- PROVIDED PASSAGE
It's nothing like what you saw on the MCAT because it is the paragraph version, but there are way more questions and thus way more to read. But since you are just a premed, just focus on the MCAT for now and wait to suffer through Step 1 when you are a second year.
 
The questions are typically a bit longer than those, on average. Question 6 is a pretty good example. On the MCAT, you sit there and agonize about every question and every word of the passage. When you take an NBME test, it's a pattern recognition game, and usually the answer jumps out because you've seen the scenario before. If not you make an educated guess and move on. It's a different type test, but not necessarily harder; you just have to put in the time to do the reps.
 
the OP is a pre-med. if they posted this in allo, it would be moved here anyway.

enough med students frequent pre-allo that these questions are always answered. 😉

lololol not what I meant at all. I meant that this is such a typical preallo post about med school so it's funny.
 
From what my students tell me about Step I, it's a novella-length story, with the question really in the last sentence. As a general rule, the Boards like to assess your ability to engage in 2nd and 3rd order reasoning, not merely memorize factoids.

I just looked at the below pdf and am wondering if this is the typical question length for USMLE Step1? Are there also long passages like on the MCAT, or is it all pretty much like this?

http://www.kaptestglobal.com/sites/kaptestglobal.com/files/usmle-practice-questions_0.pdf
 
From what my students tell me about Step I, it's a novella-length story, with the question really in the last sentence. As a general rule, the Boards like to assess your ability to engage in 2nd and 3rd order reasoning, not merely memorize factoids.
I pretty much ignored the first 2-3 sentences. They're usually pretty worthless, except for things like patient age and location, if they give it.

They can give you this long spiel about how the patient was an orphan and had 3 children with diabetes and works in a ship yard and then the question is actually about the mechanism of action of a drug.
 
I pretty much ignored the first 2-3 sentences. They're usually pretty worthless, except for things like patient age and location, if they give it.

They can give you this long spiel about how the patient was an orphan and had 3 children with diabetes and works in a ship yard and then the question is actually about the mechanism of action of a drug.

Preach.

SFO-Preaching-at-Bellevue-raw.jpg


Most of the questions have fluff you need to sort out. There are a lot of questions, time management is still pretty important. Near the end of the test when you start getting fatigued it can be easily to lose time and stay on a question too long.

And also, there are a good deal of buzz words used.
 
Meh, I found that I processed the question quicker if I just read straight through and predicted the answer. I always had at least 15 minutes (most of the time about 20 minutes) at the end of each 46 question block to go back to any questions I was unsure of. So I guess there are multiple strategies to answering the questions in given time, mine was swift triage.
 
Meh, I found that I processed the question quicker if I just read straight through and predicted the answer. I always had at least 15 minutes (most of the time about 20 minutes) at the end of each 46 question block to go back to any questions I was unsure of. So I guess there are multiple strategies to answering the questions in given time, mine was swift triage.

Ditto. Whenever I tried to skip right to the question without reading the passage first, I invariably missed an important piece of information that you needed to appropriately answer the question.
 
Yeah tons of different strategies. I always read the last sentence first, then skim the passage for relevant info and buzzwords.

I'm sure by the time these pre-allo folk get to nbme testing they'll also have their own (probably even better) way of doing things.

- EXCERPTED DATA
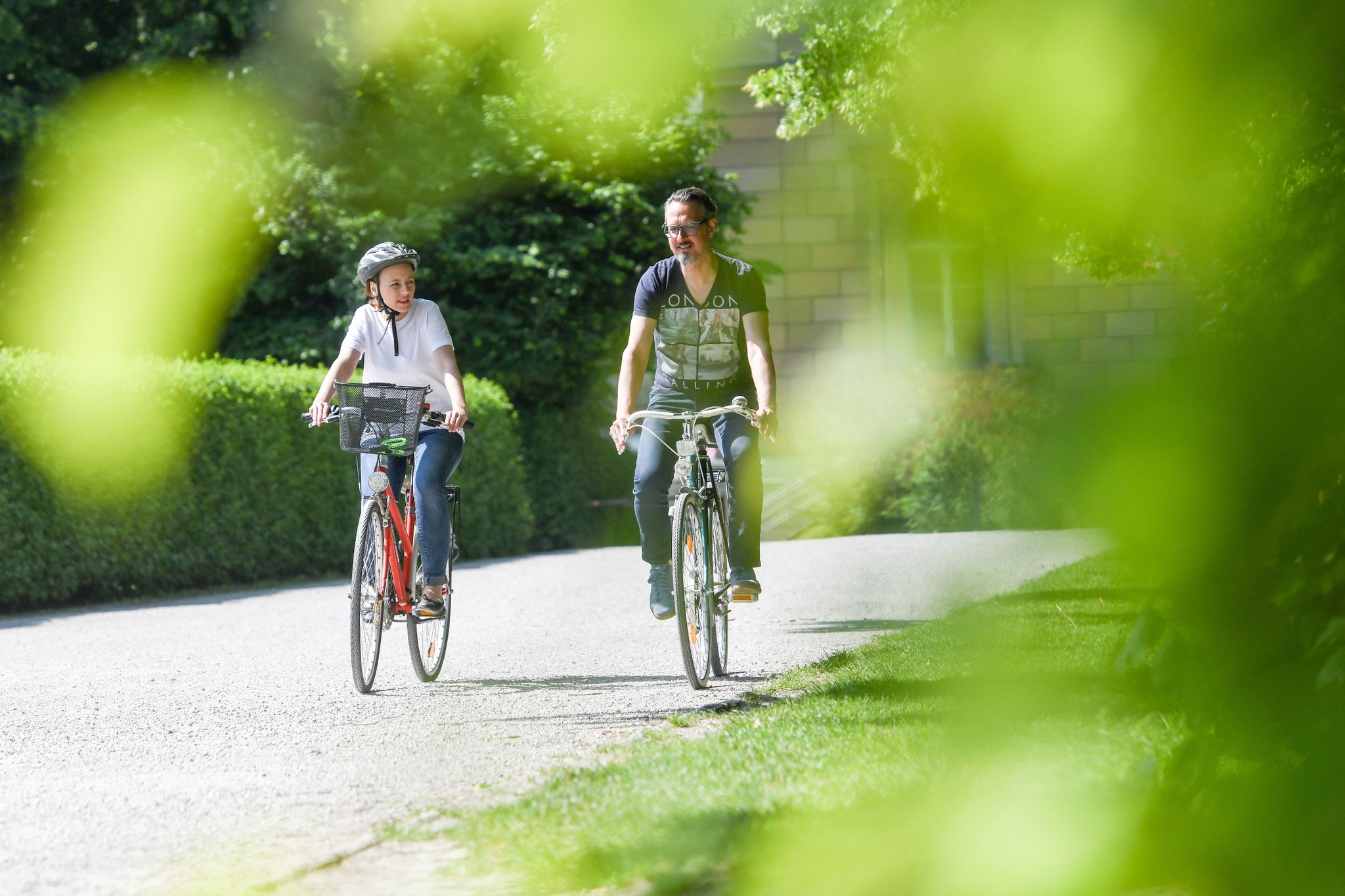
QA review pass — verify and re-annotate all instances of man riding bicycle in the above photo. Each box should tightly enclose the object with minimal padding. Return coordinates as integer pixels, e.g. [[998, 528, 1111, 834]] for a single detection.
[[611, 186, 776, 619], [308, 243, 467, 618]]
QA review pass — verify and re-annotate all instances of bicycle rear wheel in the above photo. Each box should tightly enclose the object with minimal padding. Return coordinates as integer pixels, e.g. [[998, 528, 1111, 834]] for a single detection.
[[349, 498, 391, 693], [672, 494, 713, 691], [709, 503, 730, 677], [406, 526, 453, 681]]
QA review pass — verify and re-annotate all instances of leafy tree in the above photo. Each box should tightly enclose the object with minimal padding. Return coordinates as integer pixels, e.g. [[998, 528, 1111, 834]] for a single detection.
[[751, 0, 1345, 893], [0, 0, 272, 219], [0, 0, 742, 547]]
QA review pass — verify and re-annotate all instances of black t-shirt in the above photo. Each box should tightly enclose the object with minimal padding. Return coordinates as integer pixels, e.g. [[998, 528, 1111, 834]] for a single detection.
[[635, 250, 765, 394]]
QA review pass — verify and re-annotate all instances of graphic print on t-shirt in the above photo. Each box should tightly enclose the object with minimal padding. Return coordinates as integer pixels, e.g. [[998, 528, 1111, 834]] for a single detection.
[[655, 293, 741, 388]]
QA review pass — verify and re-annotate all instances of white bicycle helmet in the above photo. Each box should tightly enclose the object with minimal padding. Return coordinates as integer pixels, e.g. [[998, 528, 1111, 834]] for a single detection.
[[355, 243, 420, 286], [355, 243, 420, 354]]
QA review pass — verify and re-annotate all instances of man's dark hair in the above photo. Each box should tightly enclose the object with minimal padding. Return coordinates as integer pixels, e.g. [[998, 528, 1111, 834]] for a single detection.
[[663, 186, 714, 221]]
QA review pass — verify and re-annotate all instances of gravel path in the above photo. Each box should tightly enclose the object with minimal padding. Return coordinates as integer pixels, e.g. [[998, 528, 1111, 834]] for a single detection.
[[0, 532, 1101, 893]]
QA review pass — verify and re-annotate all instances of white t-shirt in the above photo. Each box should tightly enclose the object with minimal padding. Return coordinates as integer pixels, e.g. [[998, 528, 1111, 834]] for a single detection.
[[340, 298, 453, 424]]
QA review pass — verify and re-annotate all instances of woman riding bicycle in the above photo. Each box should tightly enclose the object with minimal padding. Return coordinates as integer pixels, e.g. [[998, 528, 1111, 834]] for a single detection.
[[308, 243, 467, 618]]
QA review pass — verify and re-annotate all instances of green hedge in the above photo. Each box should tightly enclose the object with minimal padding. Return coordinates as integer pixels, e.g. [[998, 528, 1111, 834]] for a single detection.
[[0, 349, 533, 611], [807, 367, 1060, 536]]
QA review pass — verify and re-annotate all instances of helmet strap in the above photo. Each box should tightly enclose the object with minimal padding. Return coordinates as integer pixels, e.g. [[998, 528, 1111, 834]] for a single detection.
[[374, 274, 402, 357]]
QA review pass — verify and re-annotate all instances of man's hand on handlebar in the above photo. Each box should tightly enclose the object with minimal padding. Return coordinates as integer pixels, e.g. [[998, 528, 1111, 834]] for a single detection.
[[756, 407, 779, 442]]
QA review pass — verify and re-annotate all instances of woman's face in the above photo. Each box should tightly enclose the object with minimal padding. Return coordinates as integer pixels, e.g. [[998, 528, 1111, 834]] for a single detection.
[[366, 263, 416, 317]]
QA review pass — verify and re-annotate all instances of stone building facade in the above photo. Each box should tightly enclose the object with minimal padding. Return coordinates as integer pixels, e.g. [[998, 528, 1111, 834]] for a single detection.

==

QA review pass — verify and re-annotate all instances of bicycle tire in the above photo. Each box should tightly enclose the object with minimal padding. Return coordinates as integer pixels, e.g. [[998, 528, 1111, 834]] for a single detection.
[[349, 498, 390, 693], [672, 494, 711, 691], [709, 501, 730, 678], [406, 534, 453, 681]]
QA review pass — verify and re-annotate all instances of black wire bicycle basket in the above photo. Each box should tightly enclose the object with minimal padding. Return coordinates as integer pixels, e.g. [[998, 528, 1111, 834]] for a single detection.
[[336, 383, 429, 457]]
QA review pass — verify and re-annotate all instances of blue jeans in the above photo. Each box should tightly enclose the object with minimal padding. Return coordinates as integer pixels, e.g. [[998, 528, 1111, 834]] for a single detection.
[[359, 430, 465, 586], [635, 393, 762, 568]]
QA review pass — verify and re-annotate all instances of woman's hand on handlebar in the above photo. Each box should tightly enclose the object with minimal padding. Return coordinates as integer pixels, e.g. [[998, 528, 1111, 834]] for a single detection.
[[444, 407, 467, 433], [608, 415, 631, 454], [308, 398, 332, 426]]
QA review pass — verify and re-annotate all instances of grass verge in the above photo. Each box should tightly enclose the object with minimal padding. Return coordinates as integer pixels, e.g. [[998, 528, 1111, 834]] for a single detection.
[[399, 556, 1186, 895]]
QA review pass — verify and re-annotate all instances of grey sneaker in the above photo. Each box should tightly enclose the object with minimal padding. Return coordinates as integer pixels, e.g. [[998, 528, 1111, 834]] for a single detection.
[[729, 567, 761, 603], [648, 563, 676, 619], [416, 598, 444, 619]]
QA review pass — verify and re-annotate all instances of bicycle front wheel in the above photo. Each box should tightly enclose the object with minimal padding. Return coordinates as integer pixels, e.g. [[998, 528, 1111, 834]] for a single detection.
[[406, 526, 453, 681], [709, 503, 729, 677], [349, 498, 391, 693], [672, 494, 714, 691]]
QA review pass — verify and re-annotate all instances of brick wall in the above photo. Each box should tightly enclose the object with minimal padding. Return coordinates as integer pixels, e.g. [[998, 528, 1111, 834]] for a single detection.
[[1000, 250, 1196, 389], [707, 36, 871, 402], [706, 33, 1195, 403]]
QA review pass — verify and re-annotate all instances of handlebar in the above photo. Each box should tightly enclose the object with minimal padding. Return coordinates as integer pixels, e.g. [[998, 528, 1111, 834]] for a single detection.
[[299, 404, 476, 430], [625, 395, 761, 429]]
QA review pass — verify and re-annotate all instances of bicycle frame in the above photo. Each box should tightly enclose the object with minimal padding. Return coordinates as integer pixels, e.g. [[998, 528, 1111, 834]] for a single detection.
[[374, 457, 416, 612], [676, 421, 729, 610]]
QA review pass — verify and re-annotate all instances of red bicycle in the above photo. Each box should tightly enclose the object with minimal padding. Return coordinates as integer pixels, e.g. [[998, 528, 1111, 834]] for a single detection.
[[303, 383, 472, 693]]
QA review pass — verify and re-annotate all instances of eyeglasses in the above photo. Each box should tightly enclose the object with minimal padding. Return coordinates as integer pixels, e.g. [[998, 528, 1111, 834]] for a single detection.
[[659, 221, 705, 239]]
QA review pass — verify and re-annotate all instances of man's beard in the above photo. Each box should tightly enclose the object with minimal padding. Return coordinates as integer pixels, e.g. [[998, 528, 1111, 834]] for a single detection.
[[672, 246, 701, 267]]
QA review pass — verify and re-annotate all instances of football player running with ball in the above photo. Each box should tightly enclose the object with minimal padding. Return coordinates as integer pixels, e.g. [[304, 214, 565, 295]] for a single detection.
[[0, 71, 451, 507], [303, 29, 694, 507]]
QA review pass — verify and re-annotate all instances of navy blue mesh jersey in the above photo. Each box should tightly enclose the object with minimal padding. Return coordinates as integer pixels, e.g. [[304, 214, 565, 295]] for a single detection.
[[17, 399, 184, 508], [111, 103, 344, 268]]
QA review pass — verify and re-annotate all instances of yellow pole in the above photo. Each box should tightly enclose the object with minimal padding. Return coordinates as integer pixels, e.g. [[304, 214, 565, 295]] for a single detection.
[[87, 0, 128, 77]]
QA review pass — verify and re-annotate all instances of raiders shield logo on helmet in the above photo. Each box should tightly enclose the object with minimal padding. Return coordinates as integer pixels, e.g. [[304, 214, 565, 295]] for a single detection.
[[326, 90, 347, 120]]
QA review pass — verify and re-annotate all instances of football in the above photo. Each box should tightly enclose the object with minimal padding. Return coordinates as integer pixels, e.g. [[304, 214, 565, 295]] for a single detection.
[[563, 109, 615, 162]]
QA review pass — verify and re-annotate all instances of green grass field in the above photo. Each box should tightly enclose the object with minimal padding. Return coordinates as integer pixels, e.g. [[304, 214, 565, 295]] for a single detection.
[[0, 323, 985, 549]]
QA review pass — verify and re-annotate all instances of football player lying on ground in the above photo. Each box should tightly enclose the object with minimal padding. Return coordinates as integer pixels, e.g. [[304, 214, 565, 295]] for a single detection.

- ACTIONS TO TAKE
A) Answer these from the Step 1 forum thread:
(i) How many questions are in each block, according to the poster who described their strategy as swift triage?
(ii) Which details in the first two or three sentences of a question does one poster say are still useful?
(iii) What does the final poster read first?
B) In the Step 1 forum thread, why does the poster who writes "Ditto" no longer skip to the question without reading the passage first?
C) The Step 1 forum thread gives an example of a "long spiel" about a patient. List all the background details about the patient in that example.
The records play no part in what follows and can be left aside.

- ANSWERS FOR THE TASKS
A)
(i) Each block has 46 questions.
(ii) The patient's age and location are still useful, if the question gives them.
(iii) The final poster reads the last sentence of the question first.

B) Whenever that poster skipped straight to the question, they invariably missed an important piece of information needed to answer it correctly.

C) The patient was an orphan, had three children with diabetes, and works in a shipyard.